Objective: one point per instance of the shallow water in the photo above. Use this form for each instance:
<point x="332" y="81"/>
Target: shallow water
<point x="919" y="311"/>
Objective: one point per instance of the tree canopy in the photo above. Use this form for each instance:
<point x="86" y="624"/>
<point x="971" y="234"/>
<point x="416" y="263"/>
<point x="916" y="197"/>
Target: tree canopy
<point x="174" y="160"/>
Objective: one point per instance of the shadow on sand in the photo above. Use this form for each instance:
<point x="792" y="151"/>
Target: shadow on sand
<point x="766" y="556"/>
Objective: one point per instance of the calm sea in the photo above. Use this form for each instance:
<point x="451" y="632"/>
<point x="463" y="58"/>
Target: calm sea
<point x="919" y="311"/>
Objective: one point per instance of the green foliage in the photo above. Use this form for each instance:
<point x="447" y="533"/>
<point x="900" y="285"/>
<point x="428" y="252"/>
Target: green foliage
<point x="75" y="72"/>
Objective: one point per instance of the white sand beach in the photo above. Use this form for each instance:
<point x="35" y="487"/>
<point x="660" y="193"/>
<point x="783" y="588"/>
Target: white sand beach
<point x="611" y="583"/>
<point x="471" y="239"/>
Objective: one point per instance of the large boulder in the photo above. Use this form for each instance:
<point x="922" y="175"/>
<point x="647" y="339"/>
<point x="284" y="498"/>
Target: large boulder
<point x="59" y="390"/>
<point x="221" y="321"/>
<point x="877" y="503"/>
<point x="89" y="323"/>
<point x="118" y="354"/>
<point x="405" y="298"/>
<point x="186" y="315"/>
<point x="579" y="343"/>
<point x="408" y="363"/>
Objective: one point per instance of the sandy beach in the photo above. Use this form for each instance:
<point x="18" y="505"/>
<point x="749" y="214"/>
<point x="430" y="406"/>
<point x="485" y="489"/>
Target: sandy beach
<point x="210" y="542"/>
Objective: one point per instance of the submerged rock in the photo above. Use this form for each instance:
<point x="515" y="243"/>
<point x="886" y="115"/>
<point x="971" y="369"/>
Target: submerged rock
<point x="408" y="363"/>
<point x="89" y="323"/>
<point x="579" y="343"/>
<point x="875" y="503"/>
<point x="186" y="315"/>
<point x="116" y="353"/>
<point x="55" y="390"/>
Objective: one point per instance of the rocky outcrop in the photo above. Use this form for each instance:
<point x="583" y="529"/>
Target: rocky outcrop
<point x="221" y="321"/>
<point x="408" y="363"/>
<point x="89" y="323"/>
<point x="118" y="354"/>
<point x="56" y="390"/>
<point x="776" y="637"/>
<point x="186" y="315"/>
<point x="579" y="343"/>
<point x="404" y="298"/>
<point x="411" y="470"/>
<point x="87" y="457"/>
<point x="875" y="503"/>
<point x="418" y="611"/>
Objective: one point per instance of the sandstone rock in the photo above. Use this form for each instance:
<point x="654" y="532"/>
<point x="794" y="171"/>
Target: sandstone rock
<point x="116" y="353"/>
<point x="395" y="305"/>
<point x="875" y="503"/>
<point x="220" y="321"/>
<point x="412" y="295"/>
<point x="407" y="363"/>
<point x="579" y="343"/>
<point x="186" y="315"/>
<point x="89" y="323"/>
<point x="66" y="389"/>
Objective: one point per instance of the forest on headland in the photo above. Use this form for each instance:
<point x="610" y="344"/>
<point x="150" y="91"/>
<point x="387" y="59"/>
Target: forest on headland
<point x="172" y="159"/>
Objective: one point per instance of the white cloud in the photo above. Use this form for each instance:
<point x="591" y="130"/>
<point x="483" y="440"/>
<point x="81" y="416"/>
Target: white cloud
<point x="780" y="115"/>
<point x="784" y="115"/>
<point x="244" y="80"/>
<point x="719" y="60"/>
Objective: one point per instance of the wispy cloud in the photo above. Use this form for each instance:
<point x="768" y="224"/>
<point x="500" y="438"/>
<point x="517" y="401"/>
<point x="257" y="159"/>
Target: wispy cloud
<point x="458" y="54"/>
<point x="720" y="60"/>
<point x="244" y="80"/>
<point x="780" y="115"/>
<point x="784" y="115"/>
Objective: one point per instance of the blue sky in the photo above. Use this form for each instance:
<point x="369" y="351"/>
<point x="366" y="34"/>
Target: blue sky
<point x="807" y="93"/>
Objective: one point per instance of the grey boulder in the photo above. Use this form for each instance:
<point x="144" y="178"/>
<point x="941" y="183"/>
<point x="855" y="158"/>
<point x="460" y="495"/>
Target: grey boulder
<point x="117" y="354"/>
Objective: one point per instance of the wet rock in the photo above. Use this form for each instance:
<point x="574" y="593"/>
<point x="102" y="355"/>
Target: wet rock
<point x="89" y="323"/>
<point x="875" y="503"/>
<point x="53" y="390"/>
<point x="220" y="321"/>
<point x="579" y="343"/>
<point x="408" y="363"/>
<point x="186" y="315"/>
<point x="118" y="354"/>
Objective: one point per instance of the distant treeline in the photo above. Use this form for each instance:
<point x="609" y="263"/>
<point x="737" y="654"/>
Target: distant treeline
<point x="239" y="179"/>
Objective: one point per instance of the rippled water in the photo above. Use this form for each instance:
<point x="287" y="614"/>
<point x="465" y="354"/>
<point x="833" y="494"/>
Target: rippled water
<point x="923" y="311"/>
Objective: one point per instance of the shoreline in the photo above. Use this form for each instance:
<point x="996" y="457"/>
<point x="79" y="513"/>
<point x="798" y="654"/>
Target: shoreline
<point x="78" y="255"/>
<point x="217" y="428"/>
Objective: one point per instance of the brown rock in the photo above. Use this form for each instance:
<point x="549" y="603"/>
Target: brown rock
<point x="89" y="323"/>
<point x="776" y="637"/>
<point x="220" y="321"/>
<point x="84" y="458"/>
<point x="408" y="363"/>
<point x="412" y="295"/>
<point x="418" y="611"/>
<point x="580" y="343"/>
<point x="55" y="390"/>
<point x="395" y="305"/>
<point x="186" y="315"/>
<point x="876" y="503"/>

- Consegna -
Riscrivi tutte le righe sostituendo "Target" con "Label" e lasciando invariato tutto il resto.

- Soluzione -
Objective: one point per instance of the shallow water in the photo above. Use this form for each instance:
<point x="332" y="81"/>
Label: shallow water
<point x="919" y="311"/>
Objective: one point per instance of the tree canopy in the photo above. Use this form for each instance:
<point x="86" y="624"/>
<point x="971" y="234"/>
<point x="416" y="263"/>
<point x="916" y="197"/>
Label: tree canopy
<point x="174" y="160"/>
Objective: one point per instance of the shadow on sand in the photo above. Use this form for each instance:
<point x="792" y="151"/>
Label: shadow on sand
<point x="766" y="556"/>
Objective: one point per instance of the calm sea in the photo above. Use this form for each instance:
<point x="451" y="632"/>
<point x="463" y="58"/>
Label: calm sea
<point x="919" y="311"/>
Objective: one point per instance of the green foliage in the photo above. Use this form for each instance:
<point x="447" y="533"/>
<point x="900" y="285"/>
<point x="428" y="252"/>
Label: green foliage
<point x="75" y="72"/>
Objective: one point per instance of the white sand beach in the photo above. Use this form for each instance:
<point x="35" y="487"/>
<point x="660" y="193"/>
<point x="783" y="588"/>
Label: white sand beach
<point x="611" y="583"/>
<point x="471" y="239"/>
Objective: one point per instance of the large boulder in the photo above. Use this form for each instance:
<point x="922" y="175"/>
<point x="647" y="339"/>
<point x="284" y="498"/>
Label: large boulder
<point x="59" y="390"/>
<point x="221" y="321"/>
<point x="877" y="503"/>
<point x="89" y="323"/>
<point x="118" y="354"/>
<point x="405" y="298"/>
<point x="186" y="315"/>
<point x="579" y="343"/>
<point x="408" y="363"/>
Objective: one point per instance of the sandy beach in the photo above. Use this form for each instance:
<point x="18" y="505"/>
<point x="749" y="214"/>
<point x="430" y="406"/>
<point x="485" y="489"/>
Label: sandy beach
<point x="210" y="542"/>
Objective: one point per instance of the submerged rock in the photo above. Use this form for each instance:
<point x="515" y="243"/>
<point x="886" y="115"/>
<point x="971" y="369"/>
Label: submerged rock
<point x="408" y="363"/>
<point x="89" y="323"/>
<point x="579" y="343"/>
<point x="875" y="503"/>
<point x="186" y="315"/>
<point x="116" y="353"/>
<point x="55" y="390"/>
Objective: one point per instance of the rocky outcrop in the photo above. Use this form for each instance:
<point x="583" y="529"/>
Label: rocky outcrop
<point x="221" y="321"/>
<point x="408" y="363"/>
<point x="89" y="323"/>
<point x="118" y="354"/>
<point x="56" y="390"/>
<point x="776" y="637"/>
<point x="186" y="315"/>
<point x="579" y="343"/>
<point x="404" y="298"/>
<point x="411" y="470"/>
<point x="87" y="457"/>
<point x="875" y="503"/>
<point x="418" y="611"/>
Objective: one point per instance of the sandstone rock in the photo above. Use this form for each instance:
<point x="654" y="532"/>
<point x="794" y="171"/>
Label: sandstone rock
<point x="116" y="353"/>
<point x="395" y="305"/>
<point x="875" y="503"/>
<point x="220" y="321"/>
<point x="412" y="295"/>
<point x="407" y="363"/>
<point x="579" y="343"/>
<point x="186" y="315"/>
<point x="89" y="323"/>
<point x="66" y="389"/>
Objective: one point per instance of the forest on headland in the photo above. Use this form for each instance:
<point x="610" y="344"/>
<point x="150" y="91"/>
<point x="387" y="59"/>
Label: forest on headland
<point x="172" y="159"/>
Objective: one point per instance of the white cloud in the photo above. Use this form for each instance:
<point x="591" y="130"/>
<point x="483" y="440"/>
<point x="81" y="416"/>
Label: white cloud
<point x="780" y="115"/>
<point x="784" y="115"/>
<point x="244" y="80"/>
<point x="719" y="60"/>
Objective: one point per instance of the wispy cloud in the photo above. Use this form for each instance:
<point x="768" y="224"/>
<point x="500" y="438"/>
<point x="517" y="401"/>
<point x="257" y="159"/>
Label: wispy cloud
<point x="458" y="54"/>
<point x="720" y="60"/>
<point x="244" y="80"/>
<point x="780" y="115"/>
<point x="784" y="115"/>
Objective: one point per instance of the blue sky in the photo above. Use this form for each instance:
<point x="369" y="351"/>
<point x="366" y="34"/>
Label: blue sky
<point x="807" y="93"/>
Objective: one point per instance of the grey boulder in the photo above. Use this form for each instance:
<point x="144" y="178"/>
<point x="941" y="183"/>
<point x="855" y="158"/>
<point x="460" y="495"/>
Label: grey boulder
<point x="117" y="354"/>
Objective: one point per instance of the wet rock in the photo above. Use this form for each instance:
<point x="574" y="593"/>
<point x="102" y="355"/>
Label: wet rock
<point x="89" y="323"/>
<point x="875" y="503"/>
<point x="53" y="390"/>
<point x="220" y="321"/>
<point x="579" y="343"/>
<point x="408" y="363"/>
<point x="186" y="315"/>
<point x="118" y="354"/>
Objective: one point per instance of the distant treeline in the photo above. Use this form for each instance:
<point x="609" y="263"/>
<point x="737" y="654"/>
Label: distant treeline
<point x="239" y="179"/>
Objective: one point per instance of the rippled water in the photo above. Use this form for each instance:
<point x="287" y="614"/>
<point x="465" y="354"/>
<point x="833" y="494"/>
Label: rippled water
<point x="923" y="311"/>
Objective: one point per instance of the shoreline in the photo above. Use this form for each instance:
<point x="996" y="457"/>
<point x="79" y="513"/>
<point x="798" y="654"/>
Label: shoreline
<point x="78" y="255"/>
<point x="217" y="428"/>
Objective: one point per instance of the brown rock in the photo above. Use this form for each instance:
<point x="549" y="603"/>
Label: brown rock
<point x="89" y="323"/>
<point x="776" y="637"/>
<point x="220" y="321"/>
<point x="84" y="458"/>
<point x="408" y="363"/>
<point x="412" y="295"/>
<point x="418" y="611"/>
<point x="580" y="343"/>
<point x="55" y="390"/>
<point x="395" y="305"/>
<point x="186" y="315"/>
<point x="876" y="503"/>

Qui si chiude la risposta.